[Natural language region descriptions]
* * *

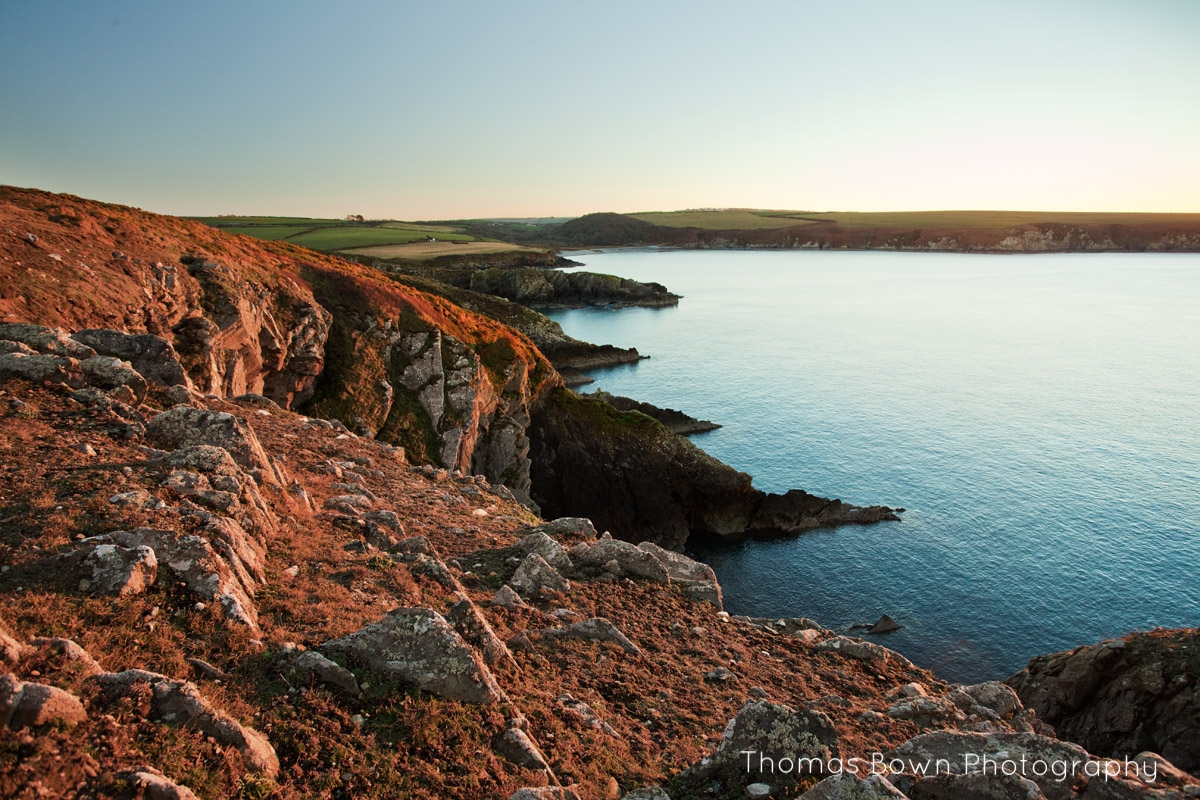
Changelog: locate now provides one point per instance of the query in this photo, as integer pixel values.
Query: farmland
(763, 220)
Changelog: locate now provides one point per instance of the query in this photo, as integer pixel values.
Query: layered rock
(635, 477)
(1122, 696)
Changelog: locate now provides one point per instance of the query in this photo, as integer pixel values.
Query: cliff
(1123, 696)
(217, 595)
(306, 330)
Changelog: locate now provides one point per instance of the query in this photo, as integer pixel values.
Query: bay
(1037, 415)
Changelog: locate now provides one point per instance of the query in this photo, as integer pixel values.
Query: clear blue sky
(455, 109)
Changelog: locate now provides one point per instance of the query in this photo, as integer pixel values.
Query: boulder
(963, 752)
(597, 629)
(11, 649)
(862, 650)
(474, 627)
(631, 559)
(177, 702)
(108, 373)
(535, 575)
(153, 786)
(844, 786)
(516, 746)
(153, 356)
(582, 713)
(312, 663)
(553, 553)
(184, 427)
(769, 743)
(885, 625)
(28, 704)
(928, 711)
(505, 597)
(37, 368)
(121, 571)
(51, 341)
(647, 793)
(699, 579)
(976, 786)
(420, 648)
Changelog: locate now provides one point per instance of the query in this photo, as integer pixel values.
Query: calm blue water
(1038, 416)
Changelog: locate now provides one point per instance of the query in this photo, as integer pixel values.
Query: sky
(437, 110)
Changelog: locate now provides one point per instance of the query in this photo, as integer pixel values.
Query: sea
(1037, 417)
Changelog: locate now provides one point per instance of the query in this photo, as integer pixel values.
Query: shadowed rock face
(633, 476)
(1121, 697)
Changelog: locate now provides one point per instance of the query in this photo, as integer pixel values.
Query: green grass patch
(268, 233)
(365, 236)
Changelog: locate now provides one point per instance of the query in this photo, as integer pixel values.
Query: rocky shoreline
(269, 528)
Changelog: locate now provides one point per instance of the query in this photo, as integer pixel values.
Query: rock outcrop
(633, 476)
(1120, 697)
(420, 648)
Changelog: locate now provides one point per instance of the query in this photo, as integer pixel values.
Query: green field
(270, 233)
(755, 220)
(243, 222)
(361, 236)
(720, 220)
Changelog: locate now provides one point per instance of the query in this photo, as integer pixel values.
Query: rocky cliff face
(633, 476)
(301, 329)
(1123, 696)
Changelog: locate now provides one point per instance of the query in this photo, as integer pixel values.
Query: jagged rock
(719, 675)
(535, 575)
(153, 786)
(413, 546)
(544, 793)
(180, 703)
(108, 373)
(862, 650)
(16, 347)
(996, 697)
(598, 629)
(797, 511)
(28, 704)
(844, 786)
(474, 627)
(51, 341)
(573, 527)
(777, 737)
(885, 625)
(151, 356)
(420, 648)
(582, 713)
(311, 662)
(505, 597)
(185, 427)
(647, 793)
(11, 650)
(1121, 697)
(928, 711)
(960, 752)
(121, 571)
(630, 558)
(976, 786)
(547, 548)
(515, 745)
(222, 567)
(37, 368)
(699, 579)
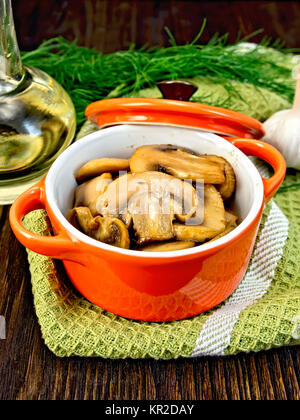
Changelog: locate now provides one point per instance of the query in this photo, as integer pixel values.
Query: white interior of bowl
(121, 141)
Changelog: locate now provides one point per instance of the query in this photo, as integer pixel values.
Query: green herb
(88, 75)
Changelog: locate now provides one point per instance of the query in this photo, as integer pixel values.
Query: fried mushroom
(87, 194)
(227, 188)
(214, 219)
(178, 162)
(97, 167)
(153, 200)
(109, 230)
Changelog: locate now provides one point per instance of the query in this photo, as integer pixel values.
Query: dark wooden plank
(109, 25)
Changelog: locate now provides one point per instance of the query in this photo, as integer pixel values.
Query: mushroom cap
(97, 167)
(180, 163)
(109, 230)
(87, 194)
(227, 188)
(213, 223)
(153, 200)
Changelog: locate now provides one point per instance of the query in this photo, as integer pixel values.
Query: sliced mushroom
(109, 230)
(87, 194)
(149, 222)
(153, 200)
(168, 246)
(227, 188)
(81, 218)
(99, 166)
(231, 219)
(177, 162)
(112, 231)
(214, 219)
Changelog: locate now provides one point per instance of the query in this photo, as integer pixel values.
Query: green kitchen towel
(262, 313)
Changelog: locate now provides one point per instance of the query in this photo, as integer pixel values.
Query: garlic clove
(283, 132)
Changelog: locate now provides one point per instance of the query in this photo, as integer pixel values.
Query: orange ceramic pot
(145, 285)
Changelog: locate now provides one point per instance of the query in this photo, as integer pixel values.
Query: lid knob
(177, 90)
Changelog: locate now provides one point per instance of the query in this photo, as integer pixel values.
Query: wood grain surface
(28, 370)
(110, 25)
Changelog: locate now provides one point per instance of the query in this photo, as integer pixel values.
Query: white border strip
(215, 335)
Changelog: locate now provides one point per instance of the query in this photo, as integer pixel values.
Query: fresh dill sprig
(88, 75)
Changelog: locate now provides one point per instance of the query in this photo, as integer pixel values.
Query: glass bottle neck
(11, 69)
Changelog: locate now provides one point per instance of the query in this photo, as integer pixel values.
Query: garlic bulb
(283, 131)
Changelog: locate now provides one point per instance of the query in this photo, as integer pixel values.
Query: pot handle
(268, 153)
(60, 246)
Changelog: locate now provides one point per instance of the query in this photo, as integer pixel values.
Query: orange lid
(180, 113)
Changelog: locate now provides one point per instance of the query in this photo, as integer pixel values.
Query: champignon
(168, 246)
(214, 219)
(178, 162)
(109, 230)
(87, 194)
(99, 166)
(227, 188)
(153, 200)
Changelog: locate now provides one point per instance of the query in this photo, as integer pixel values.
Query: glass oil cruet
(37, 117)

* * *

**WORK REQUEST**
Your answer must be the lines from the one containing "Query: glass bottle neck" through the last line of the entries, copied exactly, with no other lines.

**RESULT OF THE EXERCISE**
Query: glass bottle neck
(11, 69)
Changelog: locate now provides one point per instance of the query in this photo, as integer pixel values.
Query: garlic bulb
(283, 131)
Changelog: locate now provides one point per instance of the query in this photo, as integer pixel values.
Query: pot handle
(268, 153)
(60, 246)
Changelog: locate now provides one point per instance of the query in this photo, as integer pixel values.
Query: orange lid
(180, 113)
Changelog: locate now provides one point per instance of the query in this photo, as integer pixel values.
Query: champignon
(168, 246)
(214, 219)
(178, 162)
(109, 230)
(87, 194)
(99, 166)
(227, 188)
(153, 200)
Changelog: locate now provides one point per instance of the query in this photo, as integer pixel values.
Query: glass oil cruet
(37, 117)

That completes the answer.